__Passage__
Wikipedia: The Computer Museum, Boston
Logo of an exhibit at the Boston Computer Museum

The Computer Museum was a Boston, Massachusetts museum that opened in 1979 and operated in three different locations until 1999. It was once referred to as TCM and is sometimes called the Boston Computer Museum.

Gordon and Gwen Bell, with the assistance Digital Equipment Corporation, founded the Digital Computer Museum in a former RCA building, Marlboro, MA in September 1979. The Digital Equipment Corporation (DEC) Museum Project was started in 1975 with a display of circuit and memory hardware in the lobby of DEC's Main (Mill) Building 12, Maynard, MA. The director appointed to lead the museum was Oliver Strimple, who moved from the Science Museum in London. In spring 1982, the Museum received non-profit charitable foundation status from the Internal Revenue Service.

In Fall 1983, The Computer Museum, which had dropped "Digital" from its title, decided to relocate to Museum Wharf in downtown Boston, sharing space with Boston Children's Museum in a renovated wool warehouse. On November 13, 1984, when the Museum officially opened to the public at its new location, the initial exhibits included the Whirlwind vacuum tube computer, the SAGE computer room and the story of Cray computers. Also given prominent display was Gordon Bell's 20-year timeline of major inventions, software developments and benchmark applications.

"Mouse Missing" is one card from the Computer Cartoon postcard set created by Vernon Grant for the Museum's gift shop in 1987.

Visitors could sit at computers and ask questions of ELIZA, watch robots or enter the gift shop and purchase cartoonist Vernon Grant's Computer Cartoon postcards.

__Brief A__
Could you write out the museum article from "Visitors could sit" to "Computer Cartoon postcards.", switching "robots" to "machines"?
The museum article and the records below have nothing to do with each other.

__Items__
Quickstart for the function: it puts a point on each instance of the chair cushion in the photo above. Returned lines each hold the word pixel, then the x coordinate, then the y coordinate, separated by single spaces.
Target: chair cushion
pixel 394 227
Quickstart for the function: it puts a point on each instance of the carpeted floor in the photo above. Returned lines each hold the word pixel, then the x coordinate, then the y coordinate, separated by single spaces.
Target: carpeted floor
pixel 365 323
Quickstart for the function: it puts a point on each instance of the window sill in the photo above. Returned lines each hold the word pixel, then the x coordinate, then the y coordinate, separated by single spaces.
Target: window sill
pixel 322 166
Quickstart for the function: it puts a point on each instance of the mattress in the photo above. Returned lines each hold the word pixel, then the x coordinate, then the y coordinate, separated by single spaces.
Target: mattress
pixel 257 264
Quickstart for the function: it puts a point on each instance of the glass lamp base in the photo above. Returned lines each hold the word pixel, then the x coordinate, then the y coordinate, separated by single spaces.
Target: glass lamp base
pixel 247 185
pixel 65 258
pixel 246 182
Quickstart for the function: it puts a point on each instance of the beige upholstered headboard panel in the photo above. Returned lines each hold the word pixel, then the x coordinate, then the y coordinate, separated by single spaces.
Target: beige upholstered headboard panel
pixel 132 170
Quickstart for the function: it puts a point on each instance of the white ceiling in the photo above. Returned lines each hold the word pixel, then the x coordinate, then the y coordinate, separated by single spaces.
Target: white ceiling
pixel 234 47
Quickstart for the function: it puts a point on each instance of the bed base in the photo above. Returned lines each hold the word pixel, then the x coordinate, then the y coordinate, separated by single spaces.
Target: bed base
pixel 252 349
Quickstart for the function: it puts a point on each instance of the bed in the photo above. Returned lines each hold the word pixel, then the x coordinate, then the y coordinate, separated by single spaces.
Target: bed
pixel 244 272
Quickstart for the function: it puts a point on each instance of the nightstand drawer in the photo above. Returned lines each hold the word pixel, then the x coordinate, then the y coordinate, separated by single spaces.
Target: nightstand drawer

__Brief B__
Which lines of the records contain the word "headboard"? Gather each of them in full.

__Complete answer A__
Visitors could sit at computers and ask questions of ELIZA, watch machines or enter the gift shop and purchase cartoonist Vernon Grant's Computer Cartoon postcards.

__Complete answer B__
Quickstart for the function: it puts a point on each instance of the beige upholstered headboard panel in the photo above. Returned lines each hold the word pixel, then the x coordinate, then the y coordinate, separated by single spaces.
Target: beige upholstered headboard panel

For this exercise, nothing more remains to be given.